§ **SUPPLIED MATERIAL**

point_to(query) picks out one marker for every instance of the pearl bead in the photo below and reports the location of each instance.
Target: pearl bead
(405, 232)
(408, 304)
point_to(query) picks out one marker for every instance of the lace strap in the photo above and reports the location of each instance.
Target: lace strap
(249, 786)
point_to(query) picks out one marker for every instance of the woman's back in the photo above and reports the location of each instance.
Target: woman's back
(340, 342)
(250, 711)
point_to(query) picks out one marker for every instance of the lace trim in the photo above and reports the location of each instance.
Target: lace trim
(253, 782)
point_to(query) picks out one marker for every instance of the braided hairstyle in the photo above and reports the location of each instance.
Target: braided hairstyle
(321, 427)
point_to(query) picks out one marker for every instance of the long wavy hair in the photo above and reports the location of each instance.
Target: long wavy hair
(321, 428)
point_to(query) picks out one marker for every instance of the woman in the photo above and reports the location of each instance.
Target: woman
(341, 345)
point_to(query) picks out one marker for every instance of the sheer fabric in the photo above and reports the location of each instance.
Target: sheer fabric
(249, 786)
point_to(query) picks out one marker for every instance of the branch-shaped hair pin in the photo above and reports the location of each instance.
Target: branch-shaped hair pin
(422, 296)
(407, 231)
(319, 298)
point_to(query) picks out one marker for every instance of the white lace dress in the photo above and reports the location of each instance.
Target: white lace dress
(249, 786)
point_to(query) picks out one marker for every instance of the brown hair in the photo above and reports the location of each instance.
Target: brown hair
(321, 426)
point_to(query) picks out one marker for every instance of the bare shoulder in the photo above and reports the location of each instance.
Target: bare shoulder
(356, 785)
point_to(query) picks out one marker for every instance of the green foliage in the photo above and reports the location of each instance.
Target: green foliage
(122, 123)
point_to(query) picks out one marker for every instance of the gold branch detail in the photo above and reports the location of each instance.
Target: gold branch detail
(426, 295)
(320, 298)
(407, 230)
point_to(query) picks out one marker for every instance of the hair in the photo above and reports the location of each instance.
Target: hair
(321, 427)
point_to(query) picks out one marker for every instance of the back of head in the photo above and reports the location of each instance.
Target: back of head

§ **SET PROBLEM**
Would you give again, word for word, every line from the one with "of the green" through the final line of the listing above?

§ **ANSWER TO THIS PROBLEM**
point_to(query) picks out one marker for every instance of the green foliage in the photo above and reports the location of each instance.
Target: green foliage
(122, 123)
point_to(query) picks out one marker for every instance of the gold branch detail in the photo above and reports the location of each instance.
Target: gold branch detail
(426, 295)
(320, 298)
(407, 230)
point_to(query) picks out one marker for every instance of the hair in the photo above and reports the location of each instance.
Target: hair
(321, 427)
point_to(query) picks out one marker for every instance of the back of head in the photo above and reports the location of each instance.
Target: back of head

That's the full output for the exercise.